### [PROMPT]
Find every line in the records below that contains the word "distant", and copy each one.

### [RECORDS SUPPLIED]
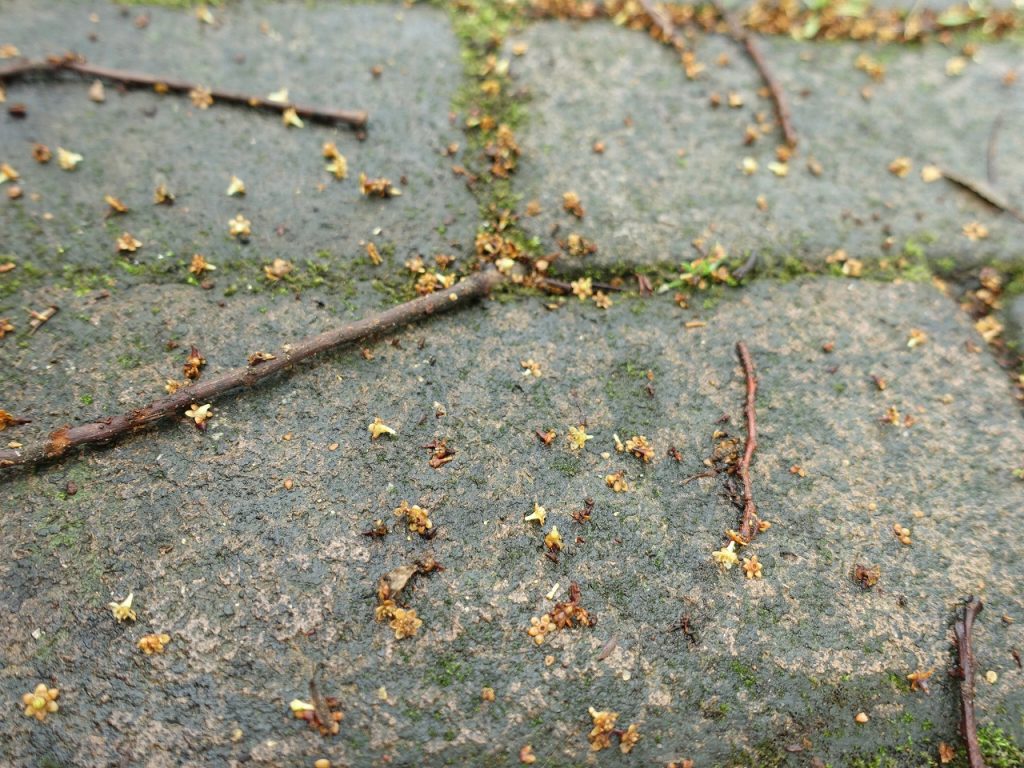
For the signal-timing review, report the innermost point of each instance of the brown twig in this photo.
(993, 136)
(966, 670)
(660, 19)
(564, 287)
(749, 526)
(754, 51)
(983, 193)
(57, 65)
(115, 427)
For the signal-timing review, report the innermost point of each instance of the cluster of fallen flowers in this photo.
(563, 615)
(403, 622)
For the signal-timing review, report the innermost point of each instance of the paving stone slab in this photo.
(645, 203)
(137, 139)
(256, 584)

* * *

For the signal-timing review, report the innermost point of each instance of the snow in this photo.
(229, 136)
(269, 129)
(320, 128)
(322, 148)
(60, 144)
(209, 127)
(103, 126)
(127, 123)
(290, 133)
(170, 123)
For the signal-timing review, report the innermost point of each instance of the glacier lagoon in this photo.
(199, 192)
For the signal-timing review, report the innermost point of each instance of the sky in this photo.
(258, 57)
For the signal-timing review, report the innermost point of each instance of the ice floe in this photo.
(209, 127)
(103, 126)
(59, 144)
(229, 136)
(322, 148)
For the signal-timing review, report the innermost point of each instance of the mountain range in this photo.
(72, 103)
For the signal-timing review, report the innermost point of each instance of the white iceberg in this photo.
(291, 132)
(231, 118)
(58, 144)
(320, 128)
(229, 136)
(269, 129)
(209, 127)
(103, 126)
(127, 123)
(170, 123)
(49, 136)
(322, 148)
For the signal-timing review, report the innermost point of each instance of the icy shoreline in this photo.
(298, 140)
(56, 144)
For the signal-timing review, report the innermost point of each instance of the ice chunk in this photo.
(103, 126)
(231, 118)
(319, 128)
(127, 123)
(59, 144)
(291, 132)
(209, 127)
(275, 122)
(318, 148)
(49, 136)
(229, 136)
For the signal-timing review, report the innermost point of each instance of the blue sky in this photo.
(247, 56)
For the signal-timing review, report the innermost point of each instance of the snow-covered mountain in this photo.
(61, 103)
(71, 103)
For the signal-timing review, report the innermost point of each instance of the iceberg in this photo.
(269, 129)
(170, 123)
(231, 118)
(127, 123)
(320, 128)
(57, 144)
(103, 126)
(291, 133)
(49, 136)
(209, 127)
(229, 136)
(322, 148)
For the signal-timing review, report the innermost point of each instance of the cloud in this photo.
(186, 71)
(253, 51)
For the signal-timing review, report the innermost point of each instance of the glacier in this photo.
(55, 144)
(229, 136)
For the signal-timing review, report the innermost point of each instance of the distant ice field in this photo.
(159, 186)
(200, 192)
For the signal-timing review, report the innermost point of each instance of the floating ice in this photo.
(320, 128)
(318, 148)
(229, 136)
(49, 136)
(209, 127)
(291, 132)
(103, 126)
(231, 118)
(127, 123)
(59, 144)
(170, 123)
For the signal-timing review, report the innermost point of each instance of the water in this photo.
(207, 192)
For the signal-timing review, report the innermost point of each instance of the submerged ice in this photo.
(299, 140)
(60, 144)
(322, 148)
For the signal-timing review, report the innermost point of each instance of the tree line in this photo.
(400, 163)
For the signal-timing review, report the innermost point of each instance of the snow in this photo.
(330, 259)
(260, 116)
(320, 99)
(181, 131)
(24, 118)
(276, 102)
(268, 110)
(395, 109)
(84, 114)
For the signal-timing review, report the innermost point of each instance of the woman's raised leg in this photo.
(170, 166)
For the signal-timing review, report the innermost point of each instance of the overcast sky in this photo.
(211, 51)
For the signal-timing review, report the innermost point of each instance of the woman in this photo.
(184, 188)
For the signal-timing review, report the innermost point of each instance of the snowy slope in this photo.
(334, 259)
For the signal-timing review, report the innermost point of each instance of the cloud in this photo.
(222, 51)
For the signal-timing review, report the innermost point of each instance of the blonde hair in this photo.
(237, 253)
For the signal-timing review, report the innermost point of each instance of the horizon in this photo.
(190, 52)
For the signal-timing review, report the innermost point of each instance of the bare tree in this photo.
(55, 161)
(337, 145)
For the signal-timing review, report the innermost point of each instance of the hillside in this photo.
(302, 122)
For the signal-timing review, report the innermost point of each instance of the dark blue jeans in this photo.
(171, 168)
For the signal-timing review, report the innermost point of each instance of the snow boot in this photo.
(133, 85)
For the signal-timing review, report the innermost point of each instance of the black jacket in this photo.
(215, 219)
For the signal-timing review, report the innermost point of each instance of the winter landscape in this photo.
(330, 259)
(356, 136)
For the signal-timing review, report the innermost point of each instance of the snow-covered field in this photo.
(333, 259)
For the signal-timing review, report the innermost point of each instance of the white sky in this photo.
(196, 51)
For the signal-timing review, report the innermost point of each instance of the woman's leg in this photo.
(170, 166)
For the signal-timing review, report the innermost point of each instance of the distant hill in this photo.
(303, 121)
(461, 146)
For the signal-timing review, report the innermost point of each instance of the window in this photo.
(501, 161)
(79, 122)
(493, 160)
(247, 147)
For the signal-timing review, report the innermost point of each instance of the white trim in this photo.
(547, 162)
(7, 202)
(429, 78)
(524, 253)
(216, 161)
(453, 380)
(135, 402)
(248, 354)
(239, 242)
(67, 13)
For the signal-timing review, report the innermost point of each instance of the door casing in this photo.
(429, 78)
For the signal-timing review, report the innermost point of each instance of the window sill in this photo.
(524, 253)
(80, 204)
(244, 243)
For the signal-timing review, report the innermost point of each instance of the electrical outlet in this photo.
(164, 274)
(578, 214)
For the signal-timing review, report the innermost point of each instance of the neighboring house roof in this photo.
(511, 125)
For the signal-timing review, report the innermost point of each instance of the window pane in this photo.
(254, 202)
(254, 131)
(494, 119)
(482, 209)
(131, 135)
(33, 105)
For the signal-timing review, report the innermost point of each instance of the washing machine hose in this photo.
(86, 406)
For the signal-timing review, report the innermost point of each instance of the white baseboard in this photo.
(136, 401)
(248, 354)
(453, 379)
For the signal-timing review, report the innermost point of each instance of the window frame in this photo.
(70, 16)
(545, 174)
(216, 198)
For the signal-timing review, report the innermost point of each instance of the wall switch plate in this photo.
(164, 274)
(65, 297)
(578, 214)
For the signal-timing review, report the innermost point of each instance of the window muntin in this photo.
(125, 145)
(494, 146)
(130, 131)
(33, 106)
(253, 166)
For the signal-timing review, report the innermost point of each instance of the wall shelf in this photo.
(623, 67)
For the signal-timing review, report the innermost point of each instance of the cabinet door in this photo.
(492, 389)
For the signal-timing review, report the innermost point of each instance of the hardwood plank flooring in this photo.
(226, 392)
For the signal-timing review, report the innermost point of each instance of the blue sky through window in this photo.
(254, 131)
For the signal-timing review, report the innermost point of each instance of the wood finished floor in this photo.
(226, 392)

### [FULL ANSWER]
For the signal-timing review, report the innermost point of each instance of the distant ice field in this photo.
For the signal-timing review, report the innermost point of each instance of the distant hill in this photo.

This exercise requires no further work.